(Bounding-box records)
==============================
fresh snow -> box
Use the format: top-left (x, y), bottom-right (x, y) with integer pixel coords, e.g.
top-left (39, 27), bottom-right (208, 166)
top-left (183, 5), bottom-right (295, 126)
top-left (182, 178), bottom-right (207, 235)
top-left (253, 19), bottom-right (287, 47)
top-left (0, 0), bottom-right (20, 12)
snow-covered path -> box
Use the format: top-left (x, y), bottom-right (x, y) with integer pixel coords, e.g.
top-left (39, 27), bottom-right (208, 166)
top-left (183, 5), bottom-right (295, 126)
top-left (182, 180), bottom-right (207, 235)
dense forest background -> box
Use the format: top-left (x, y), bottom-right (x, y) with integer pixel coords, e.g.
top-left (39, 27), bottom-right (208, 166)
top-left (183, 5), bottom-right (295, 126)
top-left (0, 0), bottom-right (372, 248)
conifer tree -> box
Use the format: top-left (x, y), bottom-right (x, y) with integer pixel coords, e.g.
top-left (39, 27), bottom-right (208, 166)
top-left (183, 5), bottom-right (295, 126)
==============================
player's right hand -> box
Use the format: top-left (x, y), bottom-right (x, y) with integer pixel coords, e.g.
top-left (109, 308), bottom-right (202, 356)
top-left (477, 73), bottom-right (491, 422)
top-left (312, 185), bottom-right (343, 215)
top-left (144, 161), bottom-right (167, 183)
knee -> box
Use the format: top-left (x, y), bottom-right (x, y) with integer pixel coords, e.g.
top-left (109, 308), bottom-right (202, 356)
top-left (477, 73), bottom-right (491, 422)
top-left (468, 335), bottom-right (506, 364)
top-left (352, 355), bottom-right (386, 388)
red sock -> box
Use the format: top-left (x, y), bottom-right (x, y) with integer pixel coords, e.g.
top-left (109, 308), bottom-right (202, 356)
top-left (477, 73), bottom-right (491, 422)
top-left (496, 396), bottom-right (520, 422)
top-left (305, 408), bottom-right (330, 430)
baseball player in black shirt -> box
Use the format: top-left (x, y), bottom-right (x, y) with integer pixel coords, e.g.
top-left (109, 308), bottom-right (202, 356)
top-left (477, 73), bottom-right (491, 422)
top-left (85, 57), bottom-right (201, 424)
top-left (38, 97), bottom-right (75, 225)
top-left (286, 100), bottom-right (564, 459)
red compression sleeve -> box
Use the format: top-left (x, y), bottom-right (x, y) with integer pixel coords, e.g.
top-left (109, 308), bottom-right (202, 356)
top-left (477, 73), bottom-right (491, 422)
==============================
## GIVEN INSTRUCTION
Please write out the data again, everything from the line containing "fresh snow -> box" down to the line containing "top-left (182, 180), bottom-right (207, 235)", renaming "coords" to "coordinates" and leaving all else unchanged.

## RESPONSE
fresh snow -> box
Use the format: top-left (x, y), bottom-right (x, y) with integer pixel coordinates, e.g.
top-left (39, 27), bottom-right (208, 166)
top-left (183, 5), bottom-right (295, 126)
top-left (182, 178), bottom-right (207, 235)
top-left (253, 19), bottom-right (287, 47)
top-left (0, 0), bottom-right (20, 12)
snow-covered path -> box
Use the format: top-left (x, y), bottom-right (x, y) with integer pixel coordinates, e.g.
top-left (39, 27), bottom-right (208, 166)
top-left (183, 5), bottom-right (295, 126)
top-left (182, 180), bottom-right (207, 235)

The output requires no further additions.